__Written task__.
Please copy the lines below word for word, leaving out the pictures.

__Source data__.
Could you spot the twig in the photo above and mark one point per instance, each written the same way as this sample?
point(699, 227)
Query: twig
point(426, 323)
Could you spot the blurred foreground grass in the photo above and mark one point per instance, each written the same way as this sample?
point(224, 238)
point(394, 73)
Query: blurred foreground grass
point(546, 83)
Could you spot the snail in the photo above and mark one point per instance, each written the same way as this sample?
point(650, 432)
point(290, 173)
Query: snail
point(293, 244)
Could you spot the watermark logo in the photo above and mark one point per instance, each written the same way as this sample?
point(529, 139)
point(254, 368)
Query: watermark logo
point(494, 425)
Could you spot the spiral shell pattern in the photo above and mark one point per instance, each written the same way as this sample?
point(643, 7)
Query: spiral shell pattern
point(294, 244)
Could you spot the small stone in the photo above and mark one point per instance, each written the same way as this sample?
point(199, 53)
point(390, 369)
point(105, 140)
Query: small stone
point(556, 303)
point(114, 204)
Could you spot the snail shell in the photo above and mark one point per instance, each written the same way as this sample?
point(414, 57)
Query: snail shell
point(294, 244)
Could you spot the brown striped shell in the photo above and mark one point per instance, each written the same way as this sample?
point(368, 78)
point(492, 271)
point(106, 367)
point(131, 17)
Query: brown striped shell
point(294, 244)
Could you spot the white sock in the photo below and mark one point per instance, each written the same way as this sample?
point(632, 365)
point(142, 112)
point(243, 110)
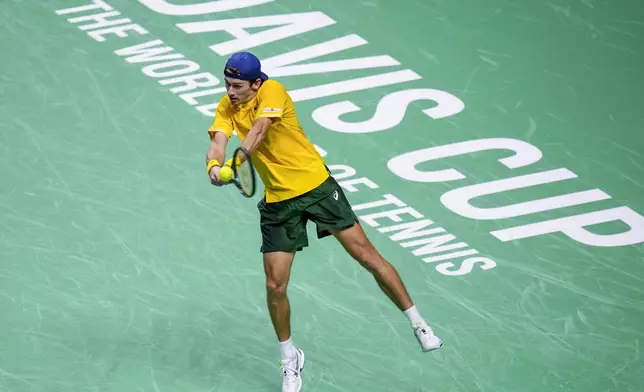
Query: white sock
point(287, 350)
point(413, 316)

__Task output__.
Could you spot the twig in the photo above and mark one point per instance, each written the same way as this sample?
point(699, 227)
Query: twig
point(426, 323)
Could you spot the blurred foreground grass in the photo above and mark one point per instance, each written the same way as this sample?
point(224, 238)
point(394, 73)
Query: blurred foreground grass
point(546, 83)
Could you spot the snail in the photo above and mark one point per instance, each written the same way as this sample?
point(650, 432)
point(290, 173)
Query: snail
point(293, 244)
Could you spot the watermark logo in the photo above and mark one point per instance, each written the same way as this sample?
point(529, 139)
point(254, 368)
Query: watermark logo
point(494, 425)
Could you spot the spiral shell pattern in the photo above and mark one point per instance, each written the same way as this sample?
point(643, 7)
Query: spiral shell pattern
point(294, 244)
Could you spot the small stone in the photo above and mark one point per instance, each written the same way as this sample?
point(199, 53)
point(390, 369)
point(105, 140)
Query: small stone
point(556, 303)
point(114, 204)
Could you spot the snail shell in the photo above and mark one point per instance, each written the same way as this sample?
point(414, 57)
Query: snail shell
point(294, 244)
Could you spot the brown striped shell in the photo above and mark one point per instance, each written the same way as this sample?
point(368, 78)
point(492, 271)
point(106, 367)
point(131, 17)
Query: brown striped shell
point(294, 244)
Could you spot the white sock in the photo below and mark one point per instance, each written the same way as this sample?
point(632, 365)
point(142, 112)
point(243, 110)
Query: white sock
point(287, 350)
point(413, 316)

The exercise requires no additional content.